— Start of GIVEN RECORDS —

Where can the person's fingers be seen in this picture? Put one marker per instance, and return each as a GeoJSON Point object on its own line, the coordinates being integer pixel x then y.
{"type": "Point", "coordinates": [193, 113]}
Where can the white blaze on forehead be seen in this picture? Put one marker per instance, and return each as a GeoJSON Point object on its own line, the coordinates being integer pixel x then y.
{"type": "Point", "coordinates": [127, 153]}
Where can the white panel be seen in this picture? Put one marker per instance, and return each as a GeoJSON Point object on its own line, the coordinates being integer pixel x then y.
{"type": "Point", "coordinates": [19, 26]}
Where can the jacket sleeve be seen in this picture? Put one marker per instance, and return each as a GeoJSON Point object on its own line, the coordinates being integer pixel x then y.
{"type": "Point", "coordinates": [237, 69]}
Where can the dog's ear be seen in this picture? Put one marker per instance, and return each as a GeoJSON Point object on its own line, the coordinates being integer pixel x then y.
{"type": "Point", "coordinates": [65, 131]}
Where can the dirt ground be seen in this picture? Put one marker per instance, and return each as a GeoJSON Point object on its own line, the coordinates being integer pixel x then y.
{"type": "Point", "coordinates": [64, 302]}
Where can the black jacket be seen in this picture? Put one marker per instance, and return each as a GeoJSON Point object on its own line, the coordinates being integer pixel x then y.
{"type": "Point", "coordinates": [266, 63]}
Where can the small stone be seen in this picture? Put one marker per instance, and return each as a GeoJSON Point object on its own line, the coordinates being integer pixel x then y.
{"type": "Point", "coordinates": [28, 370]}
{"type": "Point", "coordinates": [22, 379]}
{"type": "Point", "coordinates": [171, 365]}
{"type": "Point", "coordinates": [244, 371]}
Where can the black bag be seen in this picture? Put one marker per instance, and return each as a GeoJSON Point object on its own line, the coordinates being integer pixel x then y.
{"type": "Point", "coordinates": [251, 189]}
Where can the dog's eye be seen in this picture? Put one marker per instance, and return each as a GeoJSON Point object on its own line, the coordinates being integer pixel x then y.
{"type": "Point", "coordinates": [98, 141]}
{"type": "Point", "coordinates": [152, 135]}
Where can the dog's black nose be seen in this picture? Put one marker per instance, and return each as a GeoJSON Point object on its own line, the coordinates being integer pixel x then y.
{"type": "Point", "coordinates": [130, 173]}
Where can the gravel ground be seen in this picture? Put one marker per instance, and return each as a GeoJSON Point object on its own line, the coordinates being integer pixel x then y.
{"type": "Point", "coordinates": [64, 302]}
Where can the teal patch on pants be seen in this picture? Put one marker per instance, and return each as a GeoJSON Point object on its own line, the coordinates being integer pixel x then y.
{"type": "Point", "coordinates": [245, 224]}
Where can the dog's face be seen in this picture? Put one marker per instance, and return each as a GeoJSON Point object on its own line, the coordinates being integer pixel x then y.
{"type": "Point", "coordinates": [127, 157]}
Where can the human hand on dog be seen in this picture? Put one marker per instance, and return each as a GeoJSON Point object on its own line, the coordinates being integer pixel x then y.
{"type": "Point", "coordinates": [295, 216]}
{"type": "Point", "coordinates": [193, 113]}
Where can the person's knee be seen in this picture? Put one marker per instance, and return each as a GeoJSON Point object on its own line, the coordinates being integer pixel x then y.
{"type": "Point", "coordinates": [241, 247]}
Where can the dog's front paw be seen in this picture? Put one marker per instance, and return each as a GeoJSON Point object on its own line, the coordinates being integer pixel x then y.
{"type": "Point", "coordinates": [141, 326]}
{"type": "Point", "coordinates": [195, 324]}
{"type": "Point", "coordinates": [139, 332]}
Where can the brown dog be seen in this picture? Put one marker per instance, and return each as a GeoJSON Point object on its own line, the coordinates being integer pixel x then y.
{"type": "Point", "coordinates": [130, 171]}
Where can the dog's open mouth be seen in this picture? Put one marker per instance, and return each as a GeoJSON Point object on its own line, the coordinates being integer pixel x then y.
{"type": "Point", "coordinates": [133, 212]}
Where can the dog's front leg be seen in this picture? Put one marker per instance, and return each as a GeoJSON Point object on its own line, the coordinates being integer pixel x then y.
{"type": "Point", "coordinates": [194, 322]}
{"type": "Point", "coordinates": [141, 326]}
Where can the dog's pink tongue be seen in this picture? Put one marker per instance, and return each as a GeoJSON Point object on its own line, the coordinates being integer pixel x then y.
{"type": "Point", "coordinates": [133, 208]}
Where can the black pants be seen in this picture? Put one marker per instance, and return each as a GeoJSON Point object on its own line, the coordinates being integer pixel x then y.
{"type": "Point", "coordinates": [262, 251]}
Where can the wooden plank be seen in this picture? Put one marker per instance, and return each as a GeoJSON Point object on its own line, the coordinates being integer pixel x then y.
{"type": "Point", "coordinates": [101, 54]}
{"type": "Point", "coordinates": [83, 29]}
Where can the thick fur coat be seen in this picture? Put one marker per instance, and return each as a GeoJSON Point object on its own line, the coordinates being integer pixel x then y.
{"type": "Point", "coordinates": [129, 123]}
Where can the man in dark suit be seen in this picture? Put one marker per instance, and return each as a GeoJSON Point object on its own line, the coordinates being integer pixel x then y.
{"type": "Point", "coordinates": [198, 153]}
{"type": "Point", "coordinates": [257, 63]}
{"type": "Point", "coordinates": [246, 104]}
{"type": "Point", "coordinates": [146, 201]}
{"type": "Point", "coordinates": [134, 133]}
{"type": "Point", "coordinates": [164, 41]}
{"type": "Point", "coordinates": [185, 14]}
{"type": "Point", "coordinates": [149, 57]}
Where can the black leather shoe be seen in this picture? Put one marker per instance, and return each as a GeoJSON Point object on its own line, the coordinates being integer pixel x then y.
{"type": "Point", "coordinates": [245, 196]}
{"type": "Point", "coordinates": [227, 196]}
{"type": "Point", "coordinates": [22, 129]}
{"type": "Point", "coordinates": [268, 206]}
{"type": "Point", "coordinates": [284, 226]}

— End of GIVEN RECORDS —

TASK STATEMENT — Please add 3 to every coordinate in the answers, and write out everything from the row containing "Where can the black leather" down to the last of the rows again, including the requests.

FULL OUTPUT —
Where can the black leather shoe be seen in this picture? Put one marker per instance, and return each as a GeoJSON Point object on its own line, the coordinates being integer pixel x then y.
{"type": "Point", "coordinates": [248, 199]}
{"type": "Point", "coordinates": [230, 199]}
{"type": "Point", "coordinates": [25, 132]}
{"type": "Point", "coordinates": [271, 209]}
{"type": "Point", "coordinates": [287, 229]}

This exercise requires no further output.